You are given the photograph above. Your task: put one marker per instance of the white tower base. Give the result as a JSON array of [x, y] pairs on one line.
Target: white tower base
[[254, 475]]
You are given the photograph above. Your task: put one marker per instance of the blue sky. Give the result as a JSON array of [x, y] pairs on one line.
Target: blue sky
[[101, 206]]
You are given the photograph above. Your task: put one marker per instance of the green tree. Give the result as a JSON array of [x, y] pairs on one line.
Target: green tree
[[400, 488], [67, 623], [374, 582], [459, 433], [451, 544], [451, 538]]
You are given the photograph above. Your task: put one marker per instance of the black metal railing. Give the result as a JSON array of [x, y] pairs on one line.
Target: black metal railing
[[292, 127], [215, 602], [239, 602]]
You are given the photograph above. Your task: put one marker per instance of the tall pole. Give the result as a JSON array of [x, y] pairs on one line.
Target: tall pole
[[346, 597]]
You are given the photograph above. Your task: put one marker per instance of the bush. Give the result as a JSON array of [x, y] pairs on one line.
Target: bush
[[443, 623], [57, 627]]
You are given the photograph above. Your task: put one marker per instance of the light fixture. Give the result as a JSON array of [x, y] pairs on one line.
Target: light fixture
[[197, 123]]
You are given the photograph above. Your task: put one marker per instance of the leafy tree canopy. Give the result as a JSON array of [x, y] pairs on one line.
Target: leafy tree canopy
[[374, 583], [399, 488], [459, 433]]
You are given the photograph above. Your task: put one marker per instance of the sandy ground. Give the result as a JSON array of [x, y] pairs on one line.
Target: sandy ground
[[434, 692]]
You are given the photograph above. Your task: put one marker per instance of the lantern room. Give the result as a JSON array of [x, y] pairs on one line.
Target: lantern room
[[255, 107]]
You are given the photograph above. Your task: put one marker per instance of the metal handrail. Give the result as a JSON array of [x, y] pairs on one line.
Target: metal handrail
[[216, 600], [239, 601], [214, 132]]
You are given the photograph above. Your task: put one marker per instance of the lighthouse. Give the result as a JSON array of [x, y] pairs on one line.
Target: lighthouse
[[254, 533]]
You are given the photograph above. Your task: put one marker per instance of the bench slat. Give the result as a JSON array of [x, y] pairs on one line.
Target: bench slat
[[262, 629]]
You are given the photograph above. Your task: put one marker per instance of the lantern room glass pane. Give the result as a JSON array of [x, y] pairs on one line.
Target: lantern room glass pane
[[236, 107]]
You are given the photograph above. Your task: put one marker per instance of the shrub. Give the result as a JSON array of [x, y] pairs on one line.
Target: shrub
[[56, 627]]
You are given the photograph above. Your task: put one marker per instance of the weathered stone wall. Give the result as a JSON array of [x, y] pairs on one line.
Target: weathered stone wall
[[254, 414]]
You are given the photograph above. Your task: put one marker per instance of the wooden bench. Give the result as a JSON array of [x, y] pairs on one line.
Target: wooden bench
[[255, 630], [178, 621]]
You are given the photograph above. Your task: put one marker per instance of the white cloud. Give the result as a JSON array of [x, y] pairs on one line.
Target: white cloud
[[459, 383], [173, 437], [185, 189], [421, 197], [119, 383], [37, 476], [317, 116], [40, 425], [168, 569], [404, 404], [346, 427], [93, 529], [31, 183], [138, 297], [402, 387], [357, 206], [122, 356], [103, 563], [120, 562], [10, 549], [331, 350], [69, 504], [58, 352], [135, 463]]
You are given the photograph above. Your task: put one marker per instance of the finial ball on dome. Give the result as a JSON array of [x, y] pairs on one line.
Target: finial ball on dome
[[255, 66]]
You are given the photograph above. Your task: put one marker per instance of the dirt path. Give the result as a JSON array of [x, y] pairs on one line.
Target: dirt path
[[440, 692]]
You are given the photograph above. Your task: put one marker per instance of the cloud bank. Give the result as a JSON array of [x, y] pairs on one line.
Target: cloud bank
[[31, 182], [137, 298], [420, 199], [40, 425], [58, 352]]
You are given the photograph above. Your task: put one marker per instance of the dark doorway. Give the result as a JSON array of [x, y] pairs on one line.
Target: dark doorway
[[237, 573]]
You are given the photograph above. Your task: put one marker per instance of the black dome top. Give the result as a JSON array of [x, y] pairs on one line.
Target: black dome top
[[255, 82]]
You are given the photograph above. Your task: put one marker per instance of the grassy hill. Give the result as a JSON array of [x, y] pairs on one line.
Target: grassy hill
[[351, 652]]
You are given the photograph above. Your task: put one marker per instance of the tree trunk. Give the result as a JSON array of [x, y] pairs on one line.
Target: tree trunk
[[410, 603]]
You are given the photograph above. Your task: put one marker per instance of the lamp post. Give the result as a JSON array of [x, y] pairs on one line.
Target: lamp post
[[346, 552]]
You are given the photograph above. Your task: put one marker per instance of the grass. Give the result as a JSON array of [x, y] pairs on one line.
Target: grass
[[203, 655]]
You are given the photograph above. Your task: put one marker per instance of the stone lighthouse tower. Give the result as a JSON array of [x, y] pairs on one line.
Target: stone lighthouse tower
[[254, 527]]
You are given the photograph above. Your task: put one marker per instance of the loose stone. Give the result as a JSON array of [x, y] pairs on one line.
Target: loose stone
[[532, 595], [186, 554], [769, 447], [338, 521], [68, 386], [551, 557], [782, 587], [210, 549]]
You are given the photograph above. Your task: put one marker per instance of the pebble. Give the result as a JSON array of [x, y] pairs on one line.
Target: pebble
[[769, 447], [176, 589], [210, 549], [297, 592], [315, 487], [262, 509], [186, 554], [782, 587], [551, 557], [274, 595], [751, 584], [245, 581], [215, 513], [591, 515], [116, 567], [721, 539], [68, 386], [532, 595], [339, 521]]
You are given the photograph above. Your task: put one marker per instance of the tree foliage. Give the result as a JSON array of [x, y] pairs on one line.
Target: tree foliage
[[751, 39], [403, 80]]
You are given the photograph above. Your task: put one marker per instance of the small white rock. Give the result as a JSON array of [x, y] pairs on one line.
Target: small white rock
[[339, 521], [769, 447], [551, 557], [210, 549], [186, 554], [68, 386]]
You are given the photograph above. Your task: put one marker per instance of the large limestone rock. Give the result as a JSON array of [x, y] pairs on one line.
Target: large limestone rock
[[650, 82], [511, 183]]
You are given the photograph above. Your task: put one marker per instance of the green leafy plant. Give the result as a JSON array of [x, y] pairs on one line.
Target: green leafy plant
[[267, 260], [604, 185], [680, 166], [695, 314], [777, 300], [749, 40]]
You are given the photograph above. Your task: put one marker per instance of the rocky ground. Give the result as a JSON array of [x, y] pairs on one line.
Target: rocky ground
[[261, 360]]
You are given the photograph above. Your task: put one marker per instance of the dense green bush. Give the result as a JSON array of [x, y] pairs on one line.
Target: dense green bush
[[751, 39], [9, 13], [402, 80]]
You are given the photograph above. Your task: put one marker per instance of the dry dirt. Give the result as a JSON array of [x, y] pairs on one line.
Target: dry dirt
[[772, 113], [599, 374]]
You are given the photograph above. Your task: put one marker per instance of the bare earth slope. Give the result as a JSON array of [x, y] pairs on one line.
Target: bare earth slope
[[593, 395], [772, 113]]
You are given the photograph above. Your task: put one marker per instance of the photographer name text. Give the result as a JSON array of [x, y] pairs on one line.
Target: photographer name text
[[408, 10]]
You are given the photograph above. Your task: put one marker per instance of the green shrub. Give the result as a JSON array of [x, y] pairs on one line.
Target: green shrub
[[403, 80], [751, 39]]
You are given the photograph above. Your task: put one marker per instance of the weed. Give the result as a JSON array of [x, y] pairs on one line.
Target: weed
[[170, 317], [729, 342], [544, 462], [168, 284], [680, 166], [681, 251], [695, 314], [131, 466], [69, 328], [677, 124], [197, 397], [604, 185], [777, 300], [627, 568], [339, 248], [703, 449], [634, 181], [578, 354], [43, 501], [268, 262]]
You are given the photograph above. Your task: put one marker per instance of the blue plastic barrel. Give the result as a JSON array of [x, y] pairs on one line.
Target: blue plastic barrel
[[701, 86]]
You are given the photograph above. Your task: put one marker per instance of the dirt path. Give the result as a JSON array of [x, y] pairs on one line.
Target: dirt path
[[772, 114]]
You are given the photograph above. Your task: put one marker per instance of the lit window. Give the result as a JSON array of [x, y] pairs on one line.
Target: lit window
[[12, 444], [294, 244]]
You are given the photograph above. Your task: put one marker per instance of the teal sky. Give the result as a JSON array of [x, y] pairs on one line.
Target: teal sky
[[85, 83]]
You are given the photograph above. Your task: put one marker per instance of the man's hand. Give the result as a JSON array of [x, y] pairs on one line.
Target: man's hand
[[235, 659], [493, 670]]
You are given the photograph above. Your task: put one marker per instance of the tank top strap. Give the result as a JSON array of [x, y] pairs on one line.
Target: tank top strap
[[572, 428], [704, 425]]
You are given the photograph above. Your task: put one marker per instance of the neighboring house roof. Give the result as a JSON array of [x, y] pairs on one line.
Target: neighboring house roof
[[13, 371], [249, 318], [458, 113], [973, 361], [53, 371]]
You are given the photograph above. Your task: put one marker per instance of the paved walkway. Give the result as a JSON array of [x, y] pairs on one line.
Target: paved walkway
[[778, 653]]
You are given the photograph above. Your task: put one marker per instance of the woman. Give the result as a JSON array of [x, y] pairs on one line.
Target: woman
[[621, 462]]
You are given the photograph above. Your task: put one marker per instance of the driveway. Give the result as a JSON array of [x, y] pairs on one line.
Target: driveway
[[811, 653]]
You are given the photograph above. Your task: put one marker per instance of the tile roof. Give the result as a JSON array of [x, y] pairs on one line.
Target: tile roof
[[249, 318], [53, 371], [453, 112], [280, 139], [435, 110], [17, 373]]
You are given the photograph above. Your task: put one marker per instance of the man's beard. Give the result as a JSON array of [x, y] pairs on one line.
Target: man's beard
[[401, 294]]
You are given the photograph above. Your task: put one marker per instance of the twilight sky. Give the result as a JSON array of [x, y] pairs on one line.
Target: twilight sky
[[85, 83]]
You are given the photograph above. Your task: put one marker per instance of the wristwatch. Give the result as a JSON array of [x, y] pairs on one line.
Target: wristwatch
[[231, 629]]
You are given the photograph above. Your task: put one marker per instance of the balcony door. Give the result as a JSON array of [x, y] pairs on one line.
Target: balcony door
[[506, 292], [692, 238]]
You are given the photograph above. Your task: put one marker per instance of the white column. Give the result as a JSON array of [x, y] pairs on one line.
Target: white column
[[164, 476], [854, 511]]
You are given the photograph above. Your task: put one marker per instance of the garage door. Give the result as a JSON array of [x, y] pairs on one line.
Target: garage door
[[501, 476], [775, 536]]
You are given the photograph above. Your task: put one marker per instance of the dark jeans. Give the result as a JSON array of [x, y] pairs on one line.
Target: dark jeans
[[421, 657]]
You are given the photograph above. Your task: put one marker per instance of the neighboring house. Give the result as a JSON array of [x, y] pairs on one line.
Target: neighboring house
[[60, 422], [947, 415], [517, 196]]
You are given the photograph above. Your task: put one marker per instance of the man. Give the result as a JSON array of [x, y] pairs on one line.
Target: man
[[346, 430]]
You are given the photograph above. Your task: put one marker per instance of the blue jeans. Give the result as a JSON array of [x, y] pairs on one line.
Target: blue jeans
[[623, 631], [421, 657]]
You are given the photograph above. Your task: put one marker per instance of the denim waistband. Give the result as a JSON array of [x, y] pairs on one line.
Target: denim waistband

□ □ □

● **What the exercise asks**
Convert the lines of the records into a Markdown table with the columns No. and Text, one numbered row per line and no rows for blank lines. Begin at the line that contains "of the metal" and stop after the line that contains "[[254, 414]]".

● **Result below**
| No. | Text |
|---|---|
| 1 | You are given the photograph above. Your task: put one marker per instance of the metal handrail. Give the result as a JSON array of [x, y] pairs on one line. |
| 2 | Target: metal handrail |
| 3 | [[216, 600], [239, 601], [214, 132]] |
| 4 | You are given the photograph above. Your task: put one marker per instance of the lighthouse. Give the result as a JSON array of [x, y] pairs on one line. |
| 5 | Target: lighthouse |
| 6 | [[254, 533]] |
| 7 | You are given the photograph above. Your task: put one marker per instance of the bench slat. Give the result as a JSON array of [x, y] pairs on one line. |
| 8 | Target: bench slat |
| 9 | [[262, 629]] |
| 10 | You are given the photograph above. Your task: put one marker per instance of the lantern room glass pane. Give the result as a JSON array of [x, y] pairs on one line. |
| 11 | Target: lantern room glass pane |
| 12 | [[236, 107]] |
| 13 | You are given the photograph above. Your task: put one marker per instance of the shrub. Give the result as a JSON array of [x, y] pairs on one line. |
| 14 | Target: shrub |
| 15 | [[56, 627]] |
| 16 | You are given the photograph above. Your task: put one marker per instance of the weathered stone wall. Give the result as a JSON array of [x, y] pairs on one line. |
| 17 | Target: weathered stone wall |
| 18 | [[254, 414]] |